*** LES DONNÉES

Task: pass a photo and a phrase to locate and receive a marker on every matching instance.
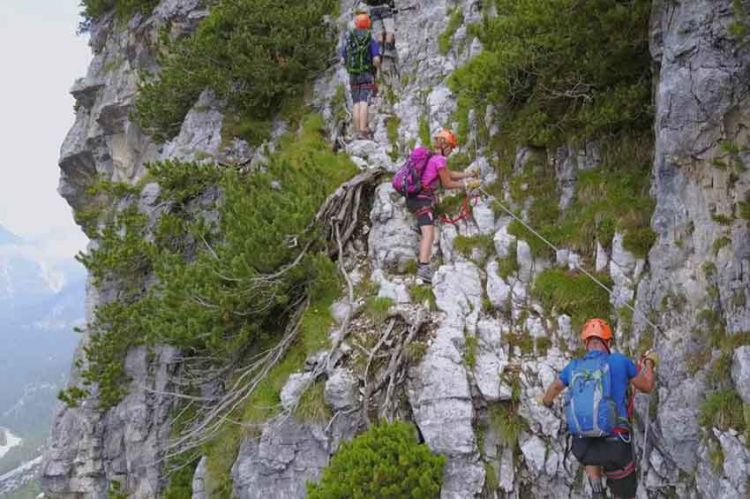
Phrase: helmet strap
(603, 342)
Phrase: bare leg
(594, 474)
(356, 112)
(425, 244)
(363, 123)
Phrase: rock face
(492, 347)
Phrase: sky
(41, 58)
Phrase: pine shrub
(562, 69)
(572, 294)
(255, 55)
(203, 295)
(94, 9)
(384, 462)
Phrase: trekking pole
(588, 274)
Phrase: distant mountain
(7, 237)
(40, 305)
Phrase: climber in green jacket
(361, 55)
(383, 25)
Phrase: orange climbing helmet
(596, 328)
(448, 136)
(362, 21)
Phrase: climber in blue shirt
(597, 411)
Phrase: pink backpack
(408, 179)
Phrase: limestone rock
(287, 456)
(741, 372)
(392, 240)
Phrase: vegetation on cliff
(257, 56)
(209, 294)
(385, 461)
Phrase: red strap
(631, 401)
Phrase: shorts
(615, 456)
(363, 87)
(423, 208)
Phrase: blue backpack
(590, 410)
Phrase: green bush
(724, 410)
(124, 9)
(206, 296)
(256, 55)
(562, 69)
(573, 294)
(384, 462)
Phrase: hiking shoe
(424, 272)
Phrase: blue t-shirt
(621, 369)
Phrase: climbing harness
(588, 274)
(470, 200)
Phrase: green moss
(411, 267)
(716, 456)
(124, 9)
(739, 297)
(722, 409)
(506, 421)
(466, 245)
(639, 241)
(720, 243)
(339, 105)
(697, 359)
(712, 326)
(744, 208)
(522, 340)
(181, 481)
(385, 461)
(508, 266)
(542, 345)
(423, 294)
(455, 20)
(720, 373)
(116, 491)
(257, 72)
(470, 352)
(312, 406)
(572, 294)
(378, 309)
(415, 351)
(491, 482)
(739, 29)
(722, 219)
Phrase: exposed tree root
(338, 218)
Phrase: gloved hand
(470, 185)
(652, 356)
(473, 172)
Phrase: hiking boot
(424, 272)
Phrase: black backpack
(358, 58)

******
*** LES DONNÉES

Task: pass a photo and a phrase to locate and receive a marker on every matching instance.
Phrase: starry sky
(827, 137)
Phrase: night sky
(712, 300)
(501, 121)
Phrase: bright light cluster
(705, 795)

******

§ **CONSIGNE**:
Relevez toutes les lignes des entrées ci-dessus qui contiennent la chaîne « climber », en tenant compte de la casse.

§ **RÉPONSE RÉDIGÉE**:
Phrase: climber in green jacket
Phrase: climber in blue shirt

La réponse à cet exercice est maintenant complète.